● **Position identification records**
>> begin

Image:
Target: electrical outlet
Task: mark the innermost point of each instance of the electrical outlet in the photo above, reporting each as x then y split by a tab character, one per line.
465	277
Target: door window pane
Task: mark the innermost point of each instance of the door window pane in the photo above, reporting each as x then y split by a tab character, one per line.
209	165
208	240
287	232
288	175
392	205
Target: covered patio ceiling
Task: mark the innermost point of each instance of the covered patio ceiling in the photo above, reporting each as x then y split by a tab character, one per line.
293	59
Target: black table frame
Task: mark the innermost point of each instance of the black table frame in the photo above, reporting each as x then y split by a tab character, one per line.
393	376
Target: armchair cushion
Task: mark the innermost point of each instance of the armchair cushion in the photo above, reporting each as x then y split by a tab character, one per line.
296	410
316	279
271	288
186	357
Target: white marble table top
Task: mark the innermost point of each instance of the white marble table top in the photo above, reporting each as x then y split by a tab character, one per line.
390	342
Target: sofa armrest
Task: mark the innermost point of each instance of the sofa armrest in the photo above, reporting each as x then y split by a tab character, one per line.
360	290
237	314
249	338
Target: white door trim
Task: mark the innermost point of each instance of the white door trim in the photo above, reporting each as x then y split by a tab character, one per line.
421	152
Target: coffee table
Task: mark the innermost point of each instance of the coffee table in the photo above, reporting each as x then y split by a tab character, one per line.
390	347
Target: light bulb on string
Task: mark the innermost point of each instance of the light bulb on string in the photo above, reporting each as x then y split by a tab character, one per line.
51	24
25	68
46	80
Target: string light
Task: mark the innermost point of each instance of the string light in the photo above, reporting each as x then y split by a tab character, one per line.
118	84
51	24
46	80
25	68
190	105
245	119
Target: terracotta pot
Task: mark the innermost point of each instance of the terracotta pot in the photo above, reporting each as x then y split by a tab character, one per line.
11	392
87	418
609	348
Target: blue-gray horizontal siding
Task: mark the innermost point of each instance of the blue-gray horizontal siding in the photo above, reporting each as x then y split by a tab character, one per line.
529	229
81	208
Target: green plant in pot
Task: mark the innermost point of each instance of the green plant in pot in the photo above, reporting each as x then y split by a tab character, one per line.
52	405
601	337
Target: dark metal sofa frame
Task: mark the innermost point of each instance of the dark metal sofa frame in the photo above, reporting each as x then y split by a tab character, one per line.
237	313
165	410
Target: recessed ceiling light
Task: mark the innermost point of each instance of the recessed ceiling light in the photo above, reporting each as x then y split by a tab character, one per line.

>> end

● **EXERCISE GOAL**
Copy all of the material above verbatim, line for line.

● **RESULT**
Image:
Target: electrical outlet
Task: mark the innermost point of each instance of the electrical outlet in the photo above, reporting each as x then y split by a tab character, one per line.
465	277
Target: door window pane
Task: mark the innermost point of each instance of the door window pane in the photo above, reporting each as x then y split by a tab character, one per line.
209	165
208	240
287	232
288	175
392	205
Target: covered patio ceiling
Task: mark the innermost point of each instance of the covered patio ceiling in the photo above, reporting each as x then y split by a tab character, one per line.
293	59
Target: black table frame
Task: mark the innermost point of each instance of the black table frame in the photo above, reporting each as x then y split by a tab character, one per line.
393	376
Target: armchair cushion
Task: mark the innermost point of each instance of the armchair cushion in the photo above, reporting each as x then y split by a tab character, one per line.
296	410
316	279
271	288
186	357
Target: white marble table top
Task: mark the innermost point of each instance of the white marble table top in the photo above, reporting each as x then y split by a tab character, one per line.
390	342
Target: sofa armrest
Task: mark the innermost point of each instance of the sofa armrest in the photo above, reporting each as x then y split by a tab character, one per line.
360	290
237	314
249	338
Target: white door trim
Task: mark the innermost point of each instance of the white door trim in the photo above, reporting each as x then y split by a tab character, one per line.
421	152
Target: coffee table
Task: mark the innermost point of each instance of the coffee table in the photo above, reporting each as x then y split by a tab character, one per line.
390	347
Target: light bulb on string
Task: mark the innermost point of each instance of the light bulb on string in the photo above, reporting each as x then y split by a tab character, one per line.
51	24
25	68
46	80
Target: string light
Task: mark the innermost point of each instance of the string light in the photo above, reporting each as x then y split by a tab character, one per line.
118	84
51	24
46	80
25	68
190	105
245	119
Target: terracotta pot
Task: mark the innermost point of each instance of the terracotta pot in the photo above, reporting each as x then y split by a tab character, one per line.
11	392
87	418
609	348
Target: blue-gray horizontal siding
Task: mark the innermost point of each instance of the blue-gray horizontal siding in the photo above, reporting each as x then y split by a tab character, one per line.
529	229
81	208
Target: green plant in pot
Task: mark the innermost point of each instance of the green plant in pot in the photo above, reporting each as x then y split by a tab character, one per line.
52	405
601	337
Target: dark metal sofa frame
Task: mark the innermost point of each instance of the dark metal sofa frame in the photo above, reporting each as x then y split by a tab character, one per line.
237	313
165	410
Target: recessed ceiling light
Task: mark the innermost point of each instance of the recessed ceiling light in the photo above, reporting each as x then y split by a tab character, one per line.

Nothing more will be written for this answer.